━━ TEXT BLOCK

The earliest peak was, in a sense, an extension of shelf play types into deepwater. The reservoirs were Pleistocene to Miocene in age, mostly bright-spot associated, outboard of salt, and ranged in depth from ~10,000-20,000’. The biggest fields in this trend were Shell’s Mars/Ursa complex in Mississippi Canyon, and its Auger field in Garden Banks. Peak production approached 1 million barrels of oil per day (mmbopd).
What is a “bright spot”? Without getting into geophysics too deeply, a bright spot is an anomaly that stands out on seismic data relative to the background, and is often an indicator of an oil or gas accumulation. Google it and you will find some nice examples.
As technology advanced, industry moved into deeper water and deeper reservoirs. One technology in particular, seismic acquisition and processing, was critical in this regard. The next trend, the subsalt trend, was discovered because of advances in seismic technology.
The Seismic Advantage:
The use of seismic data has always been an important tool for explorationists to identify oil and gas prospects (e.g. the application of bright spot technology to identify oil and gas reservoirs outboard of salt as mentioned above), and this is even more so the case in deepwater where exploration wells are expensive, but seismic data is relatively cheap.
Much of the deepwater in the Gulf of Mexico is underlain by an allocthonous salt canopy (allocthonous = “out-of-place”, meaning the salt is currently not in the position within the stratigraphic column where it was deposited. Actually, much of the entire northern Gulf is underlain by allocthonous salt, but, on the shelf and “shallow” deepwater, all of the oil and gas reservoirs are above the allocthonous salt. See stylized cross section below.)

━━━━

| EXERCISE SET |
1. In the Gulf of Mexico deepwater passage above, roughly how much oil per day did production approach at the earliest peak?
2. Render this sentence from the Gulf of Mexico deepwater passage in Spanish: "As technology advanced, industry moved into deeper water and deeper reservoirs."

━━ DATA LINES

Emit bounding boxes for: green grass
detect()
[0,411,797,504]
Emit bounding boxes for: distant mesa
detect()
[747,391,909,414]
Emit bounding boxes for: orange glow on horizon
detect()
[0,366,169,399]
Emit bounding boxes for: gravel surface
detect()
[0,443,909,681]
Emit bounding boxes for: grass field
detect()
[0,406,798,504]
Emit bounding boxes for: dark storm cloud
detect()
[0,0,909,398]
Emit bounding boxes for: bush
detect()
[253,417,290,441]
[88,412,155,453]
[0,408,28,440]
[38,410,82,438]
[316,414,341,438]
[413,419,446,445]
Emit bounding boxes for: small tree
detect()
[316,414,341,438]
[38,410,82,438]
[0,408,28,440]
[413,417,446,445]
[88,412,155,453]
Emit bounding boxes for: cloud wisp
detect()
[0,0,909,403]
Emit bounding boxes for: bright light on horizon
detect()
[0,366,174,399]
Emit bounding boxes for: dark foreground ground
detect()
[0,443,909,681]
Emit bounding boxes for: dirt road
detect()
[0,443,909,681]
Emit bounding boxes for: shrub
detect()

━━━━

| RESPONSE LIST |
1. Nearly 1 million barrels of oil per day (mmbopd).

2. A medida que avanzaba la tecnología, la industria se trasladó a aguas más profundas y a yacimientos más profundos.